WHAT IS ASKED: Copy the part of the data that opens with the line containing "Can you find the blue denim" and runs through the end of the data, keeping every line in place. Increase each coordinate value in the answer points by 82.
===== SUPPLIED MATERIAL =====
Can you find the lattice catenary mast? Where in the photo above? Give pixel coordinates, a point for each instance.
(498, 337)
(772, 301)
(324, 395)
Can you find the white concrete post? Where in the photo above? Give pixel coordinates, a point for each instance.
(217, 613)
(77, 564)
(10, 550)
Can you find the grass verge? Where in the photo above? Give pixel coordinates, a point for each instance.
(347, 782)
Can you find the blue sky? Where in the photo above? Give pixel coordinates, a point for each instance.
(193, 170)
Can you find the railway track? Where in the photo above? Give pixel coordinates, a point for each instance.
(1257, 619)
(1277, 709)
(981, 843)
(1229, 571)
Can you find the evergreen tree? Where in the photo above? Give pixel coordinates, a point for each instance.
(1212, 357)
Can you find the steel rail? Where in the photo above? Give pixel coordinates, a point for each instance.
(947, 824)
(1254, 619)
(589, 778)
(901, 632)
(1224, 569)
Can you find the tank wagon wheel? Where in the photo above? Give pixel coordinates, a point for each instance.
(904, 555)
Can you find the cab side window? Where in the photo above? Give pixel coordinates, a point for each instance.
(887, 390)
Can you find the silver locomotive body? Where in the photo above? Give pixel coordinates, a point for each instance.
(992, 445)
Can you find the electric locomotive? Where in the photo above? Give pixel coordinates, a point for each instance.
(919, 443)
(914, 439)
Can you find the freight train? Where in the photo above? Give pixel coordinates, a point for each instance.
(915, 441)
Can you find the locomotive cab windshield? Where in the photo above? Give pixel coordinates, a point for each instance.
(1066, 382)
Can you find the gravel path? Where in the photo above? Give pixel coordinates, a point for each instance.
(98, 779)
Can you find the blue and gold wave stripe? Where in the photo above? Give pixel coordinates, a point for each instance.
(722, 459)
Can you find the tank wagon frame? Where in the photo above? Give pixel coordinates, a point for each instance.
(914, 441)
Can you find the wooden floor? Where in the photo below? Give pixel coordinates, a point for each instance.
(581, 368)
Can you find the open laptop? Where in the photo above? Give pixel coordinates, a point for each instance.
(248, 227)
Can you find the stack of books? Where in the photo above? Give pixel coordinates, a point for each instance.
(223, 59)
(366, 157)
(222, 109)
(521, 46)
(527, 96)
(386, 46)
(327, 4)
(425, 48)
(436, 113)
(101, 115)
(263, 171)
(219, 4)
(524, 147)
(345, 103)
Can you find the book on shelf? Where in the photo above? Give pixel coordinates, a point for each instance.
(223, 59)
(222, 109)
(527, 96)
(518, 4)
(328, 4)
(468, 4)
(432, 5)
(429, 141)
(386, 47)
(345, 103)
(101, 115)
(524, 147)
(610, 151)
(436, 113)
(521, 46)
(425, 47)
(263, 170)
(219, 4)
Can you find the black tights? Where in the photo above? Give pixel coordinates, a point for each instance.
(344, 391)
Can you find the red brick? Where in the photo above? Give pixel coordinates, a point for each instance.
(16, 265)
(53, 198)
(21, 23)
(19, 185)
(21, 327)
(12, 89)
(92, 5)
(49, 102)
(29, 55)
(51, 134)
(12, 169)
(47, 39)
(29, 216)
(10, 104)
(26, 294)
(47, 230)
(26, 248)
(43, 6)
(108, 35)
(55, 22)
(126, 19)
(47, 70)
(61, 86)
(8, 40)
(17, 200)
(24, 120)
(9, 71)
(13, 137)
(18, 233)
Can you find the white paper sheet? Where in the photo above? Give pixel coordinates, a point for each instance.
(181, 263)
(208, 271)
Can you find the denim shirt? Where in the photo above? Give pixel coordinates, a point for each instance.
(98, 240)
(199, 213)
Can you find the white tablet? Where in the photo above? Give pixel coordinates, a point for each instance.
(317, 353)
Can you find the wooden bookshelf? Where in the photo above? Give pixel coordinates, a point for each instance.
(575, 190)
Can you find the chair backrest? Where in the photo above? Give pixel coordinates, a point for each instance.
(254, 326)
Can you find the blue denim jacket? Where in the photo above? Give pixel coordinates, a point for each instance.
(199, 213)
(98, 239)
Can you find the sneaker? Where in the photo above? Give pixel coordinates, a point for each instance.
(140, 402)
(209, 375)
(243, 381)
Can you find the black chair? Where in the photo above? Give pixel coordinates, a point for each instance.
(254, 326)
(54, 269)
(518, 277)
=====
WRITTEN REPLY:
Can you find the blue denim jacket? Where in the photo above? Give pixel coordinates, a point for each instance.
(281, 295)
(180, 321)
Can you find the sneaker? Where in the photo above? Give pixel coordinates, a point for each instance.
(222, 484)
(291, 457)
(325, 463)
Can you find the black chair? Where in the photo above? Give pixel coordinates, a point for each instance.
(336, 408)
(136, 351)
(600, 359)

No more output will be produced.